Copy all of the material below word for word, leaving every line unchanged.

▼

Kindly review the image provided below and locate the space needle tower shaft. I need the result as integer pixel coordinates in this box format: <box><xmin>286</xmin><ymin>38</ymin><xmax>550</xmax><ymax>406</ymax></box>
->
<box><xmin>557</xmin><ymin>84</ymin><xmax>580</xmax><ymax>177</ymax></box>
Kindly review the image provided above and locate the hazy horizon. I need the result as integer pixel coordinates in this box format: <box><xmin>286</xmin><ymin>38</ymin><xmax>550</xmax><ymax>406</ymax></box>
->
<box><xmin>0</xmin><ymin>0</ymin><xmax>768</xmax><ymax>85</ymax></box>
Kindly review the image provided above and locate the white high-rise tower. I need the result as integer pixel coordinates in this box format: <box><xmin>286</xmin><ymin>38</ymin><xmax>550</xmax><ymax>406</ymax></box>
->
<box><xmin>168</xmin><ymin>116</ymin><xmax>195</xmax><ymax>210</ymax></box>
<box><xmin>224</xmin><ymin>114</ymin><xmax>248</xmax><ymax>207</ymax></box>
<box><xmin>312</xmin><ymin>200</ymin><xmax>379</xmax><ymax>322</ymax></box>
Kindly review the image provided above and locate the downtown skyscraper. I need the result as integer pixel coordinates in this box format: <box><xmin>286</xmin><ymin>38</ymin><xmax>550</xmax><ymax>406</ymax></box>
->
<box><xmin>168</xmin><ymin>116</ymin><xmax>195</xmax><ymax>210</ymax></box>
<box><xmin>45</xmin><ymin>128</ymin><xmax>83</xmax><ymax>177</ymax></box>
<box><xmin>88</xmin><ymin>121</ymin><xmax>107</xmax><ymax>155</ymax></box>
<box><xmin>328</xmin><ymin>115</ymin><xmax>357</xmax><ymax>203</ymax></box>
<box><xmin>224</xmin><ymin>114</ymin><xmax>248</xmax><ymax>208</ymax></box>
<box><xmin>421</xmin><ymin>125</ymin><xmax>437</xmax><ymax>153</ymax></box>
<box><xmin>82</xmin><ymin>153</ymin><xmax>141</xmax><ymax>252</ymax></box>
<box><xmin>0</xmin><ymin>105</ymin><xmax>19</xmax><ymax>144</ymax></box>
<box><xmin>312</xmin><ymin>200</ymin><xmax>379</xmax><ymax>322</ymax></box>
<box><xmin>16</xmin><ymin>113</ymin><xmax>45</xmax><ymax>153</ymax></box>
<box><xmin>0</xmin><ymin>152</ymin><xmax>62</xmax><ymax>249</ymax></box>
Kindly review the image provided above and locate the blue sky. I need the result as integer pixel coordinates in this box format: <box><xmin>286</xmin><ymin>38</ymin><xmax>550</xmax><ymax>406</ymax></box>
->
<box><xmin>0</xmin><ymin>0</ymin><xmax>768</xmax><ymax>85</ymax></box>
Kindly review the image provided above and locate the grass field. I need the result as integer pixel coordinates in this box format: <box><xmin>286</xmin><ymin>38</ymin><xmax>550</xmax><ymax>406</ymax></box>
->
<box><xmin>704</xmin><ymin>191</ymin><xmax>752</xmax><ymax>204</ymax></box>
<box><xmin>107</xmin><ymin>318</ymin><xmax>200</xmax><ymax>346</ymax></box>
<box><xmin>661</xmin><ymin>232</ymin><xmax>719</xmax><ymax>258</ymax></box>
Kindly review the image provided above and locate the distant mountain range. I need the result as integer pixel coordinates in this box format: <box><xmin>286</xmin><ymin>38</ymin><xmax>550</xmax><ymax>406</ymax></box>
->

▲

_PROBLEM SOLUTION_
Kindly review the image provided below and locate the space needle tower shaft. I need the result as integer pixel coordinates in this box format: <box><xmin>286</xmin><ymin>38</ymin><xmax>550</xmax><ymax>406</ymax></box>
->
<box><xmin>557</xmin><ymin>84</ymin><xmax>580</xmax><ymax>177</ymax></box>
Kindly review the image provided above and locate the hazy horizon. I need the result as integer pixel coordinates in this box format: <box><xmin>286</xmin><ymin>38</ymin><xmax>550</xmax><ymax>406</ymax></box>
->
<box><xmin>0</xmin><ymin>0</ymin><xmax>768</xmax><ymax>85</ymax></box>
Kindly review the image provided above and locate the white high-rise tower. I need the result as integer pixel coordinates in this box format: <box><xmin>286</xmin><ymin>38</ymin><xmax>550</xmax><ymax>406</ymax></box>
->
<box><xmin>168</xmin><ymin>116</ymin><xmax>195</xmax><ymax>210</ymax></box>
<box><xmin>224</xmin><ymin>114</ymin><xmax>248</xmax><ymax>207</ymax></box>
<box><xmin>312</xmin><ymin>200</ymin><xmax>379</xmax><ymax>322</ymax></box>
Kindly review the image provided above and locate the downtown skyscraper. I need the result as integer pixel coordinates in this box format: <box><xmin>286</xmin><ymin>38</ymin><xmax>550</xmax><ymax>406</ymax></box>
->
<box><xmin>168</xmin><ymin>116</ymin><xmax>195</xmax><ymax>210</ymax></box>
<box><xmin>45</xmin><ymin>128</ymin><xmax>83</xmax><ymax>177</ymax></box>
<box><xmin>88</xmin><ymin>121</ymin><xmax>107</xmax><ymax>155</ymax></box>
<box><xmin>328</xmin><ymin>115</ymin><xmax>357</xmax><ymax>203</ymax></box>
<box><xmin>224</xmin><ymin>114</ymin><xmax>248</xmax><ymax>208</ymax></box>
<box><xmin>421</xmin><ymin>125</ymin><xmax>437</xmax><ymax>153</ymax></box>
<box><xmin>82</xmin><ymin>153</ymin><xmax>141</xmax><ymax>252</ymax></box>
<box><xmin>0</xmin><ymin>105</ymin><xmax>19</xmax><ymax>144</ymax></box>
<box><xmin>312</xmin><ymin>200</ymin><xmax>379</xmax><ymax>322</ymax></box>
<box><xmin>16</xmin><ymin>113</ymin><xmax>45</xmax><ymax>153</ymax></box>
<box><xmin>0</xmin><ymin>152</ymin><xmax>62</xmax><ymax>249</ymax></box>
Kindly review the image provided above and locate the blue sky. I need the result as integer pixel coordinates in this box format: <box><xmin>286</xmin><ymin>38</ymin><xmax>550</xmax><ymax>406</ymax></box>
->
<box><xmin>0</xmin><ymin>0</ymin><xmax>768</xmax><ymax>85</ymax></box>
Kindly review the image provided above and locate the grass field. I need the result as integer pixel coordinates in this box format: <box><xmin>286</xmin><ymin>38</ymin><xmax>550</xmax><ymax>406</ymax></box>
->
<box><xmin>704</xmin><ymin>191</ymin><xmax>752</xmax><ymax>204</ymax></box>
<box><xmin>107</xmin><ymin>318</ymin><xmax>200</xmax><ymax>346</ymax></box>
<box><xmin>661</xmin><ymin>232</ymin><xmax>719</xmax><ymax>258</ymax></box>
Kindly review the image provided above and locate the distant mountain range. I need the result as integer pixel coordinates in this box format: <box><xmin>286</xmin><ymin>38</ymin><xmax>550</xmax><ymax>406</ymax></box>
->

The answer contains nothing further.